__Selected passage__:
=-=-=-=-=
Sources of Funding: This study was publicly funded via the Ludwig Boltzmann Institute for Health Technology Assessment and the Christian Doppler Clinic. Furthermore, the Institute for Research and Education in Child and Adolescent Neuropsychiatry, Salzburg (KNIFFF) contributed to the funding of the study.

Abstract

Although 10 % of children and adolescents in Austria suffer from serious mental health problems, their illness-related service utilisation is largely unknown. In a cohort of consecutive admissions to a child and adolescent clinic we prospectively collected data on service use and private costs before hospital admission. In the cohort of 441 patients, most often, services in the health care outpatient setting have been used. Outside health, primarily support in school was sought. Roughly € 32,400 per 100 patients were spent privately, yet spending was unevenly distributed. Service use and private spending increased with social status and were gender specific. The more severe external behaviour symptoms were, the more services were used outside the health care system. Coordinating services across different sectors and guaranteeing equal access independent of the socio-economic background of the children seems crucial. Further research should address factors that predict service use and the cost-effectiveness of services.

 

Background: Although 20 % of children and adolescents in Europe suffer from overt mental health problems, their illness-related service utilisation is often unknown. If at all, existing research has only addressed the health care sector while services requirements in mental health care go far beyond the health care system, including the social, the educational and the criminal justice system.

Aims of Study: This paper aims at describing the service contact patterns of children and adolescents within and outside the health care sector before they are admitted to a child and adolescent mental health hospital. Additionally, we evaluate the private out-of-pocket payments that occur for primary carers.
=-=-=-=-=
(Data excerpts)
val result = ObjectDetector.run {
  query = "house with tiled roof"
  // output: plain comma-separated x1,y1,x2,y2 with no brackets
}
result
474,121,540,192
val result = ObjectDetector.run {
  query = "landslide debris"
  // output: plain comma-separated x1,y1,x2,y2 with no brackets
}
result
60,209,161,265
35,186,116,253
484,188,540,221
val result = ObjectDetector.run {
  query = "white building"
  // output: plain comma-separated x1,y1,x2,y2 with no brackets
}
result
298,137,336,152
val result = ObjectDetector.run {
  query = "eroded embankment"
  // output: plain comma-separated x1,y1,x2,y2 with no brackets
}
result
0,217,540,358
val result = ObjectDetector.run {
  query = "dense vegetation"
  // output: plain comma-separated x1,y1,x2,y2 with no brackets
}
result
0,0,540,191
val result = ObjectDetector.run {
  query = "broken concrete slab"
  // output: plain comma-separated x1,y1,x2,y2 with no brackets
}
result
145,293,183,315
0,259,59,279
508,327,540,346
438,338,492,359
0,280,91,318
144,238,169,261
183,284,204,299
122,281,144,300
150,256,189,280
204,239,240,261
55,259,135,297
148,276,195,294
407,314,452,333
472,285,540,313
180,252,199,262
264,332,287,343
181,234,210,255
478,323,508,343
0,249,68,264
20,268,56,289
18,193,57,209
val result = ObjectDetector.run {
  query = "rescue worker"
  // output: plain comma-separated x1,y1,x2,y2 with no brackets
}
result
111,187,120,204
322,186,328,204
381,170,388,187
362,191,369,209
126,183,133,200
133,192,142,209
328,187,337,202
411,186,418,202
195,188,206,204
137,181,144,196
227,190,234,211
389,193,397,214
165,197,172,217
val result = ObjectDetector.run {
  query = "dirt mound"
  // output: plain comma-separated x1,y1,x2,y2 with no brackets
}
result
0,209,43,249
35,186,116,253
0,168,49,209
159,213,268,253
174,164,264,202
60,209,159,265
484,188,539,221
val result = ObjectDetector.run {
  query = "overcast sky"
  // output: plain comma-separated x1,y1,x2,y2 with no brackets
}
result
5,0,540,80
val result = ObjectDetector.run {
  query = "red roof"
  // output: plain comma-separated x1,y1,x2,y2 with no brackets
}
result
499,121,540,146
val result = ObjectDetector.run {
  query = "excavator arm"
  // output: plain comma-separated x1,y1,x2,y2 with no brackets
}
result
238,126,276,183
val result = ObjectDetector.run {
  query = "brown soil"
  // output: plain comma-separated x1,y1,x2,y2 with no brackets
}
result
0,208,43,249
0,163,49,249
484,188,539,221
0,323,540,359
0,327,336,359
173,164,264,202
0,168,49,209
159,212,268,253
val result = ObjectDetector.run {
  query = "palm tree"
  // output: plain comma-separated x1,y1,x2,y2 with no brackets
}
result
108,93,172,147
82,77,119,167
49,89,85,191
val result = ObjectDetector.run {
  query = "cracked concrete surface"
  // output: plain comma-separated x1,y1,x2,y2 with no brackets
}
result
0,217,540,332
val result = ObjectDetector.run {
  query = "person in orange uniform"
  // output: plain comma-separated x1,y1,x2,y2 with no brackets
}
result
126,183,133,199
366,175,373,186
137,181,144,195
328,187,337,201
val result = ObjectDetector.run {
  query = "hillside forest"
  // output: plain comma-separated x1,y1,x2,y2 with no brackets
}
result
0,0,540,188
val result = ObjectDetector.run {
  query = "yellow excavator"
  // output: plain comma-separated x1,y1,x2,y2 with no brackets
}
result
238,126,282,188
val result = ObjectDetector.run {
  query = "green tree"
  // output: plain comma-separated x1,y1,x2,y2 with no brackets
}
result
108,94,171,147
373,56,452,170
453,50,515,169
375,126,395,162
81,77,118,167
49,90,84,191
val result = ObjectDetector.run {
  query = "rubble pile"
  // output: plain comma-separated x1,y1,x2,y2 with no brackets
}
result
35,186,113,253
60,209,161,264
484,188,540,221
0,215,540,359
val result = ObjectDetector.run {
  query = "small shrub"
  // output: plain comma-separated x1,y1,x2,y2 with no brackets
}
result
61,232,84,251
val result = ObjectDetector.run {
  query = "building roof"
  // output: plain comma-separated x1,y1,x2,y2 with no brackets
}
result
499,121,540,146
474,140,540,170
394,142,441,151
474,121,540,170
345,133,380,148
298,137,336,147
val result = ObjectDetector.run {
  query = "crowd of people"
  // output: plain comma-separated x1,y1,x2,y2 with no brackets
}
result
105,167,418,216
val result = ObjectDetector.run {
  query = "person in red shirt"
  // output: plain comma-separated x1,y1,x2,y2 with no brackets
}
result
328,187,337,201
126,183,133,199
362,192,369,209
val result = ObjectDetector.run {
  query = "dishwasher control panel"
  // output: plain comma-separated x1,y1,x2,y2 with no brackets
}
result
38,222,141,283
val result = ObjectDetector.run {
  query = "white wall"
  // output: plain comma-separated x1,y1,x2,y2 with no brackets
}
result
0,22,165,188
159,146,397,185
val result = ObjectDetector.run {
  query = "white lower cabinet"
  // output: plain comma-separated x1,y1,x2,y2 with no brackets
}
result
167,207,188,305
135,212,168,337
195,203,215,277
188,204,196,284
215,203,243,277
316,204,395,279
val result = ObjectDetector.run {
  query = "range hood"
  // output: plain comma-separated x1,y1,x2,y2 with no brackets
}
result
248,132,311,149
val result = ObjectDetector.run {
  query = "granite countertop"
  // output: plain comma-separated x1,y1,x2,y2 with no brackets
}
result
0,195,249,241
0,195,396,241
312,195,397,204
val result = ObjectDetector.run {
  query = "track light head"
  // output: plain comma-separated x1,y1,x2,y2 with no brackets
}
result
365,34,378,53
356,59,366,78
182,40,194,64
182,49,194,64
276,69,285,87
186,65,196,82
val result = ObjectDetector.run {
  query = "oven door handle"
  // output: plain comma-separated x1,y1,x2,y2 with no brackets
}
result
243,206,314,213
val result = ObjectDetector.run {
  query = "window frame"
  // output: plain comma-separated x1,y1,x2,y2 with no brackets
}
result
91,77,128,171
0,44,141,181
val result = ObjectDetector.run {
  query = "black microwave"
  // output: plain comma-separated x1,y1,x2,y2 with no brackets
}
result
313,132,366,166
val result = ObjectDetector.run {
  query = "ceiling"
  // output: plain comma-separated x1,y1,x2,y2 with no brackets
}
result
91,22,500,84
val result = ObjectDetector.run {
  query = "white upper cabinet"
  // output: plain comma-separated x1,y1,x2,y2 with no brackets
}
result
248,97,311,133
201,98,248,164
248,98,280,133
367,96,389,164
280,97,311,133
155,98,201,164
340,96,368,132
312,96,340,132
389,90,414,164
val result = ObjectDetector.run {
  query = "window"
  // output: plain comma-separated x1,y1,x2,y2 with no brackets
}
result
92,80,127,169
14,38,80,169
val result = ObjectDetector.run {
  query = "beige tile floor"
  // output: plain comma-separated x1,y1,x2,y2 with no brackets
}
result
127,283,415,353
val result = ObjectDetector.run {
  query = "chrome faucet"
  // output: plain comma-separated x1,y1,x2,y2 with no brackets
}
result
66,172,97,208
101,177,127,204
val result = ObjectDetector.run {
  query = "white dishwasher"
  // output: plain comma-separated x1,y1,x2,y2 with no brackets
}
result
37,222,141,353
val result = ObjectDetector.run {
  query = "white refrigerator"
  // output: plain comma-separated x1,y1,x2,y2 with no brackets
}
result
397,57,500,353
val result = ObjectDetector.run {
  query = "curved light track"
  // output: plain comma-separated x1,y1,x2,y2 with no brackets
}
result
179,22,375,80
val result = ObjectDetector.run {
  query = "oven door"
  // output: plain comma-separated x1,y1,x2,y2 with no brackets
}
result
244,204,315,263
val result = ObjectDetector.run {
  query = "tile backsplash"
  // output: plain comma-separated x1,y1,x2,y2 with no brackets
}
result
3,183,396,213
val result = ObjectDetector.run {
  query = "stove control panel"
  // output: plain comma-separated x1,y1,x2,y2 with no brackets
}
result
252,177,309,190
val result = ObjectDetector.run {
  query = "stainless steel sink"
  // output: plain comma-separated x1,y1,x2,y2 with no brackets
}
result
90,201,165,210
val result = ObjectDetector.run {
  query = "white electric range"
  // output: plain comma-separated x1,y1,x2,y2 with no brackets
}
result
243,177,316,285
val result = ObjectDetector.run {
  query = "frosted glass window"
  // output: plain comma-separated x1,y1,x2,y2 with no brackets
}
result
=-=-=-=-=
__List of tasks__:
A. Return the portion of the passage on children's mental health service use that starts with "Sources of Funding: This" and goes on through "of the study.", copied word for word.
B. According to the passage on children's mental health service use, what kind of support did patients primarily seek outside the health sector?
C. Extend the passage on children's mental health service use, picking up after its final sentence.

__Task-by-task outputs__:
A.
Sources of Funding: This study was publicly funded via the Ludwig Boltzmann Institute for Health Technology Assessment and the Christian Doppler Clinic. Furthermore, the Institute for Research and Education in Child and Adolescent Neuropsychiatry, Salzburg (KNIFFF) contributed to the funding of the study.

B. Support in school.

C.
Method: A cohort of consecutive admissions to a child and adolescent hospital in Austria was prospectively analysed. We collected data on service use and out-of-pocket expenses before hospital admission from primary carers through face-to-face interviews using an adapted version of the European Child and Adolescent Mental Health Service Receipt Inventory (EU-CAMHSRI). Clinical data came from validated questionnaires (CBCL, YSR) and from the anamnestic documentation.

Result: Ninety percent from a cohort of 441 patients had some contact with services or took medication before they were admitted to hospital. Most often, services in the health care outpatient setting were used. Outside of the health care system, support in school, as well as counselling services, were used most frequently, whereas the persons hardly sought support in living or employment. Roughly  32,400 per 100 patients was spent privately, yet these out-of pocket expenses were very unevenly distributed. Service use and out-of-pocket spending increased with social status and were gender-specific. The more severe external behaviour symptoms were, the more non-health care services were used.

Discussion: Mentally ill children and adolescents use a broad range of services across sectors before admission to hospital. Service use is associated with specific symptoms of the disease, yet not with the diagnosis. For some carers, this is linked to considerable financial burden because many of those services are only partly publicly funded or are not part of the health sector. A limitation of the study is the uncertainty of self-reports. Furthermore, we do not know whether the services used were needs-based and effective, and what the utilisation patterns of non-hospitalised children and adolescents are.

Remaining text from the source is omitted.